● **WHAT YOU NEED TO DO**
Below are records to repeat exactly. Omit the pictures from the copy.

Point-per-instance localization data:
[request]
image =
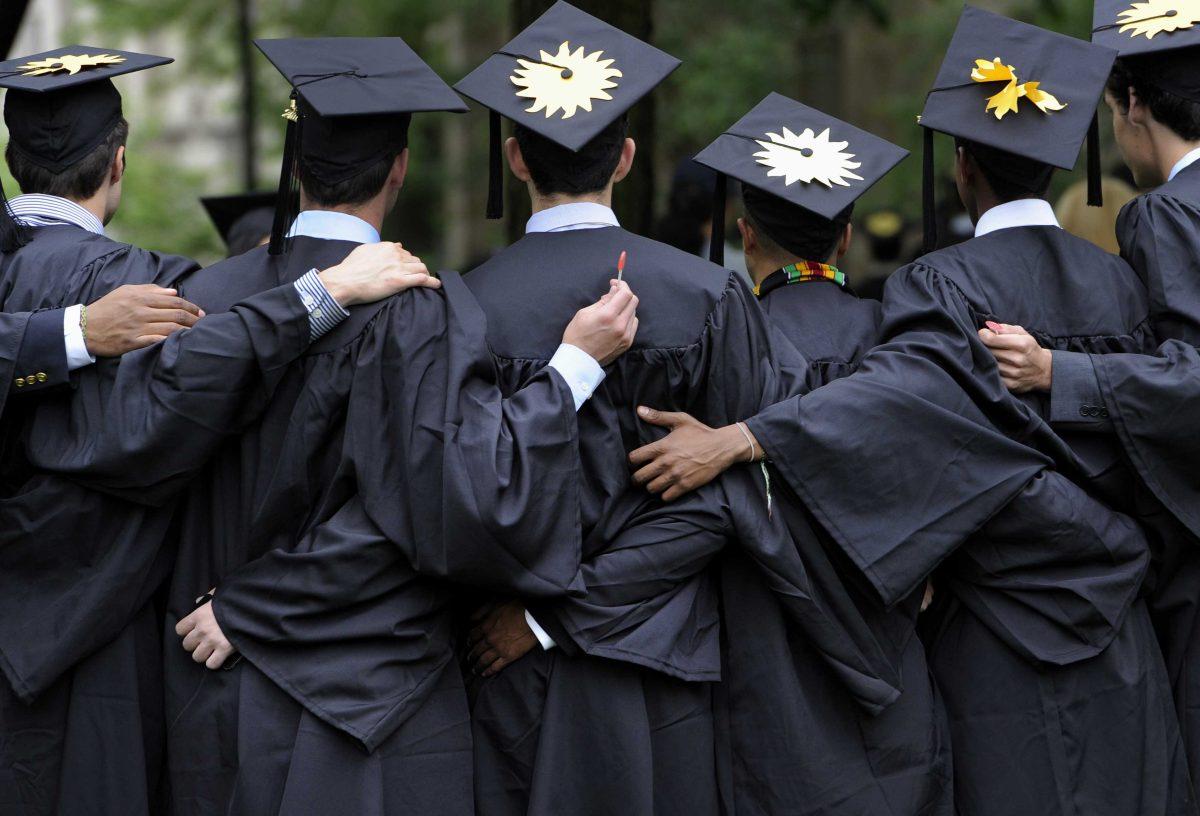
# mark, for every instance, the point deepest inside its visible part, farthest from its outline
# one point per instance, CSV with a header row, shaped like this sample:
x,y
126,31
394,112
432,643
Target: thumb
x,y
664,419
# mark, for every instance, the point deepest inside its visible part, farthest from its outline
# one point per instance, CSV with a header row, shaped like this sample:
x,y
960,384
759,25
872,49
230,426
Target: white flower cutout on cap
x,y
808,157
567,81
1159,17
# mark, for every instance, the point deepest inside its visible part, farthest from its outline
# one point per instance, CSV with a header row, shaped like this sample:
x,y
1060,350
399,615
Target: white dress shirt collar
x,y
565,217
40,210
1023,213
331,226
1183,163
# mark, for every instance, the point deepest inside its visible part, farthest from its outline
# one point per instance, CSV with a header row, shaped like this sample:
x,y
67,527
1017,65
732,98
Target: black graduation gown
x,y
1044,653
82,707
799,744
33,355
331,532
1155,407
81,645
619,718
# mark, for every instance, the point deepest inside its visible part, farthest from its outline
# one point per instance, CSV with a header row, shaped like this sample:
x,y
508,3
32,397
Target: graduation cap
x,y
61,105
799,156
352,101
243,220
1020,90
567,77
1158,40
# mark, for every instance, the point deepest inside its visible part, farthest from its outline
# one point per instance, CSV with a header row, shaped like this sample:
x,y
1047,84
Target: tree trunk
x,y
635,196
11,13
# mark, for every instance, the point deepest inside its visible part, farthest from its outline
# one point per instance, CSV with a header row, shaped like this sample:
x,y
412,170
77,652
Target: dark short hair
x,y
791,228
1180,115
556,169
360,187
78,181
1012,177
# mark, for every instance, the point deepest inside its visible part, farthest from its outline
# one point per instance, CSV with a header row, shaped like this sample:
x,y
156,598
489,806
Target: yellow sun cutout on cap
x,y
567,81
1009,99
70,64
808,157
1159,17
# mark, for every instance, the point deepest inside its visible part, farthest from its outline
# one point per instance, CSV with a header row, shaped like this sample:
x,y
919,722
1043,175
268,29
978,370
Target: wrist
x,y
735,449
330,280
1045,381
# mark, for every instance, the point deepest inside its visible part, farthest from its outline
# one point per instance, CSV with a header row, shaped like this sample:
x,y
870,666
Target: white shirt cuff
x,y
546,641
582,373
77,347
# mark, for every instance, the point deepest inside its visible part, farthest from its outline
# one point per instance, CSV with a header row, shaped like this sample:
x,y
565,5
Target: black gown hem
x,y
371,738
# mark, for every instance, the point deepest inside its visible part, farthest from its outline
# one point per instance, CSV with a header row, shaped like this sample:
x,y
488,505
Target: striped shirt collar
x,y
330,226
39,210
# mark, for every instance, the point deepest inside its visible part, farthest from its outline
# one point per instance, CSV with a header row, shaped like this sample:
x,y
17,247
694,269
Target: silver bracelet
x,y
749,441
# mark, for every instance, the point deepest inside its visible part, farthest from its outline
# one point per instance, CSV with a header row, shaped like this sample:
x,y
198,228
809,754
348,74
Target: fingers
x,y
648,473
664,419
645,454
220,654
496,667
621,298
161,300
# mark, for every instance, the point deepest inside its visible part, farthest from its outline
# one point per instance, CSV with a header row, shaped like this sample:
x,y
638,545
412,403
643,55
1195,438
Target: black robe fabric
x,y
797,742
1155,406
384,472
1055,688
81,711
621,717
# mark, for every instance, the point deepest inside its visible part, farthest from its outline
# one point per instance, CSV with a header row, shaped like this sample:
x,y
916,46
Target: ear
x,y
516,161
399,169
118,168
847,235
749,238
1137,111
627,161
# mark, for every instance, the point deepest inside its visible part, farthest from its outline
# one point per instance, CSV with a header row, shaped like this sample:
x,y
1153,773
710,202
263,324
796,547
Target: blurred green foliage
x,y
867,60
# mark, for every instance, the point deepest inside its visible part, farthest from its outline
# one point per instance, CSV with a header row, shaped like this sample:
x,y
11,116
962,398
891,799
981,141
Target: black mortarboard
x,y
567,77
353,101
1159,41
799,155
60,106
1021,90
244,220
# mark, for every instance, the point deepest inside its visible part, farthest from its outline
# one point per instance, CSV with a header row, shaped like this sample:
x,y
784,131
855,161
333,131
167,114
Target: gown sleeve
x,y
1158,239
651,598
771,525
1155,407
449,483
171,405
12,334
901,461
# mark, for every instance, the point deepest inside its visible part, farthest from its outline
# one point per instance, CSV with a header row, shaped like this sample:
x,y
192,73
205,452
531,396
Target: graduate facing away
x,y
606,703
1038,617
1149,403
333,533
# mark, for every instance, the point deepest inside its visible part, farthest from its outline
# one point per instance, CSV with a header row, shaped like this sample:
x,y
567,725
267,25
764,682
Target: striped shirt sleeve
x,y
324,312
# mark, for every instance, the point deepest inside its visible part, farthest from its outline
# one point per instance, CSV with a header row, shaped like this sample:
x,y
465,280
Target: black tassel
x,y
929,192
1095,181
12,234
495,169
717,243
286,197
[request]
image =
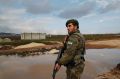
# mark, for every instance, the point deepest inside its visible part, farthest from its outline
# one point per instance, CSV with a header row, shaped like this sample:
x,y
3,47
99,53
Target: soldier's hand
x,y
57,67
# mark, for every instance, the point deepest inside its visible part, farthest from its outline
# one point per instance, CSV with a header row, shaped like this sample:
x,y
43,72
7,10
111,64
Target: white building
x,y
33,36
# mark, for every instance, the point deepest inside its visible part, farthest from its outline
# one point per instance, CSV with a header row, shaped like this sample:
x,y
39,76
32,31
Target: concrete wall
x,y
5,40
33,36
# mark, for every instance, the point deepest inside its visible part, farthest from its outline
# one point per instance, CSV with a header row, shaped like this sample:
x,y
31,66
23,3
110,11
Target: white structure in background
x,y
33,36
5,40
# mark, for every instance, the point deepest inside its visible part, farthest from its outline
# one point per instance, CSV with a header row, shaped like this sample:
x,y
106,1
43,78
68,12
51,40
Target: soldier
x,y
73,56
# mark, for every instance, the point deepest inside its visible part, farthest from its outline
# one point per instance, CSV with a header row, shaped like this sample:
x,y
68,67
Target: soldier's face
x,y
71,28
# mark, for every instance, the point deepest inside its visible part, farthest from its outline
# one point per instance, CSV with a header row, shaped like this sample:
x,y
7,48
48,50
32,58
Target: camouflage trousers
x,y
74,72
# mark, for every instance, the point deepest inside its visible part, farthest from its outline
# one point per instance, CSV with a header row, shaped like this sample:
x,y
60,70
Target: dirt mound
x,y
113,74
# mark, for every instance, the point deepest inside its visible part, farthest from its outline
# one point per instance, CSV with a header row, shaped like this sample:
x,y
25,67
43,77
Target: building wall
x,y
33,36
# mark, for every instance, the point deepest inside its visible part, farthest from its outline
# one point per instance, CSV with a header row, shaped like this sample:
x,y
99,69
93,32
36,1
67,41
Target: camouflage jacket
x,y
74,50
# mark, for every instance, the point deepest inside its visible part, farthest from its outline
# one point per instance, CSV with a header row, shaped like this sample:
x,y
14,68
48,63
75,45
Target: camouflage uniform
x,y
73,56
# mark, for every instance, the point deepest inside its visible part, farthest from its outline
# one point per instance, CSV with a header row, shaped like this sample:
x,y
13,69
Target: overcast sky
x,y
50,16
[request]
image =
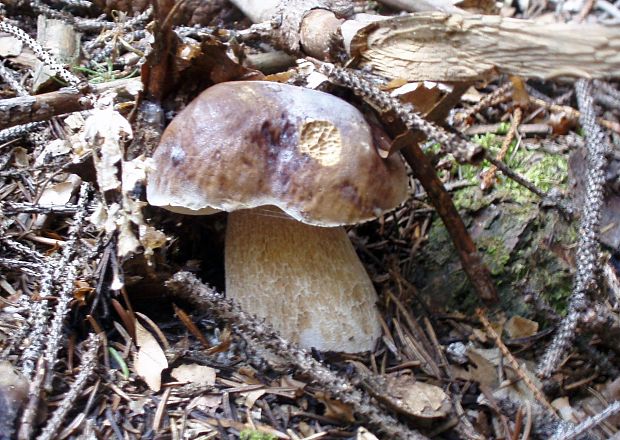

● **EXPECTED OUTPUT**
[request]
image =
# mark, for every instance, the point deepest inside its visible part, farthest from its outline
# one point per instance, CSV with a header row, shaped like this sample:
x,y
126,31
394,112
432,643
Target: thumb
x,y
664,419
# mark, for every instance, the point deepest inside its visible part, farthest from its outline
# one point per instance, CSV with a header row, shaped like this sample:
x,y
960,384
759,25
872,49
230,426
Target: white flower cutout on cap
x,y
808,157
567,81
1159,17
# mark, for every instance, the point deepest inside its visible part, farthest from its outline
# one point per instance, CSV with a header row, shaped like this sample:
x,y
1060,350
399,615
Target: white dress shirt collar
x,y
565,217
40,210
1023,213
331,226
1183,163
# mark, for every instance, the point deepest inside its visible part, farthest from its outline
# one point per instance, CSV with a header row, shaped like this sample:
x,y
67,527
1017,65
732,98
Target: black graduation gown
x,y
1044,653
82,707
799,744
33,355
331,532
1155,407
81,645
619,718
# mark, for every instance, the point deepest inside its visible part, farthest from its outline
# one point per instance, CSV with a header row, shaped like this sample:
x,y
508,3
32,397
Target: graduation cap
x,y
61,105
799,156
352,101
243,220
1020,90
567,77
1158,40
# mark, for every instance, the point deepest inside its visible part, farthest from its outline
# one point per instance, CSV with a header row, shaped like this sample:
x,y
1047,84
Target: tree trunk
x,y
635,196
11,13
# mark, for every instance, the point deepest inside its visible part, farthest from its outline
# one point per instance, CSV with a header row, shaped like this sample:
x,y
412,170
77,652
Target: dark short hair
x,y
791,228
1180,115
556,169
360,187
78,181
1012,177
# mark, for every instance, the point deepest inside its visible part, farthest from its outline
# one point per instance, CSV with a header row, shaped like this sample:
x,y
156,598
489,806
Target: yellow sun cutout on cap
x,y
567,81
1009,99
70,64
808,157
1159,17
# mark, for every instance, the point deepest inside its visible part, farthest from its outline
# one point per instance, CSV with a header row, shaped like this sample:
x,y
919,722
1043,175
268,29
978,370
Target: wrist
x,y
735,449
330,280
1045,381
# mark, for every instance, the point deepest inside its visible part, farthest from its outline
# one point per instance, CSV with a header row, shaped like this sample:
x,y
870,666
Target: white shirt cuff
x,y
546,641
582,373
77,347
# mark, for every instance, the point deepest inside its visible part, farthest from its outline
# one point per instance, CSV with a header row, shaped like this sample:
x,y
565,5
Target: black gown hem
x,y
371,738
# mark, for every instance, the point deepest inside its visible part, farthest from its outline
# one point per instance, CSV with a header row, shaped like this sample:
x,y
488,505
Target: striped shirt collar
x,y
330,226
39,210
# mark, for every instance, the point deepest inside its visible part, farthest from its outline
# one point per instance, CSV with a header row, shaped like this sample:
x,y
17,247
694,269
Target: silver bracelet
x,y
749,441
# mark, for every instance, the point deepest inside its visible part, farthest from its outline
# one point per instance, CSV with a header row, shaped like this sample:
x,y
198,228
809,754
348,74
Target: fingers
x,y
648,473
664,419
645,454
220,654
496,667
621,298
161,300
# mark, for every instance, the point deepest inside its visible part, farthest from its outline
# one point per instance, CSV with a header row, shaped like this sample:
x,y
638,545
412,403
643,55
1195,438
Target: black robe fabric
x,y
797,742
1155,406
384,472
1055,688
81,711
621,717
# mark, for every instance, the point deepest inside its visible part, farthest from its outline
# one point per instance, CSV with a header row, shaped like this sample:
x,y
916,46
Target: ear
x,y
516,161
399,169
118,168
847,235
749,238
1137,111
627,161
# mark, for every instance, the point deepest inside its visible part, farthest from its outline
# one point per instance, CSV with a header row, shaped like this sample:
x,y
1153,773
710,202
263,324
796,547
Target: blurred green foliage
x,y
867,60
# mark, for every instance, the point deepest inside its visible part, farthest from its outline
# one point per instance, CSV with a header row, shaped like this sample:
x,y
11,116
962,398
891,799
981,141
Target: black mortarboard
x,y
567,77
353,101
1159,41
799,155
60,106
1021,90
244,220
# mark, for every instance, the point deepest inside its visible part, farthest from its outline
# one point per instance, CSV with a header row, shaped like this sample:
x,y
784,131
855,161
333,131
167,114
Target: gown sleeve
x,y
1158,239
651,598
771,525
1155,407
449,483
171,405
12,334
901,461
# mark, for every instance, the point deepest inside its visible part, farthest from its outline
# one point per instance, CSV with a header row, shaped like this sample:
x,y
192,73
205,452
531,396
Target: graduate facing away
x,y
606,703
1038,617
1149,403
333,533
# mark, for every instance, the point deepest inside its visible part, farthest from its outline
# one point per instance, CSV with a header row, shaped like this sample:
x,y
567,725
267,25
764,682
Target: striped shirt sleeve
x,y
324,312
# mark, for every instance, the point deepest inside its visible part, farthest from its outline
# one point per instance, CSV with a header row, shaped like this sample:
x,y
465,280
Target: black tassel
x,y
929,192
1095,181
12,234
495,169
717,243
286,197
[request]
image =
# mark, for every instance, the point deepest inside its visible part, farthest from its outline
# one point per instance, CSV with a header row, shaped like this sample:
x,y
3,47
99,53
Target: soldier's hand
x,y
57,67
# mark, for every instance, the point deepest inside its visible part, farthest from its outline
# one point per instance, CSV with a header row, shaped like this sample:
x,y
43,72
7,10
111,64
Target: white building
x,y
33,36
# mark, for every instance, the point deepest inside its visible part, farthest from its outline
# one point per instance, CSV with a header row, shaped like this sample:
x,y
39,76
32,31
Target: concrete wall
x,y
5,40
33,36
# mark, for every instance, the point deepest inside its visible part, farthest from its outline
# one point per instance, CSV with a header row, shaped like this sample:
x,y
31,66
23,3
110,11
Target: white structure in background
x,y
33,36
5,40
# mark, for every instance, the point deepest inside its visible part, farthest from its outline
# one point per instance, CSV with a header row, shaped like this sample:
x,y
106,1
43,78
68,12
51,40
Target: soldier
x,y
73,56
# mark, for every instance, the point deepest inside its visible part, farthest from its outline
# one point per instance, CSV with a header row, shaped like this sample:
x,y
68,67
Target: soldier's face
x,y
71,28
# mark, for every instance, the point deepest inside its visible part, farthest from its outline
# one point per instance, CSV with a header row, shaped like this sample:
x,y
7,48
48,50
32,58
Target: camouflage trousers
x,y
74,72
# mark, for every instance, the point deepest inside its visible part, farthest from its outline
# one point per instance, CSV with a header row, shaped like this sample:
x,y
60,70
Target: dirt mound
x,y
113,74
# mark, for every instance, the point deepest inside its visible part, farthest from its outline
# one point per instance, CSV with a header row, shaped like this sample:
x,y
25,67
43,77
Target: building wall
x,y
33,36
# mark, for every instance, the point deepest inside its visible part, farthest from its outline
# one point per instance, CSV with a header row, shaped like this sample:
x,y
99,69
93,32
36,1
67,41
Target: camouflage jacket
x,y
74,50
# mark, for every instance, the point deepest inside its visible part, farthest from its outline
# one point per instance, CSV with a header row, shaped like this sample:
x,y
14,68
48,63
75,45
Target: camouflage uniform
x,y
73,56
# mark, for every instance, the point deepest inside its visible part, farthest from its outline
# one point per instance, CSV with a header row, shaped like this sample:
x,y
13,69
Target: overcast sky
x,y
50,16
[request]
image =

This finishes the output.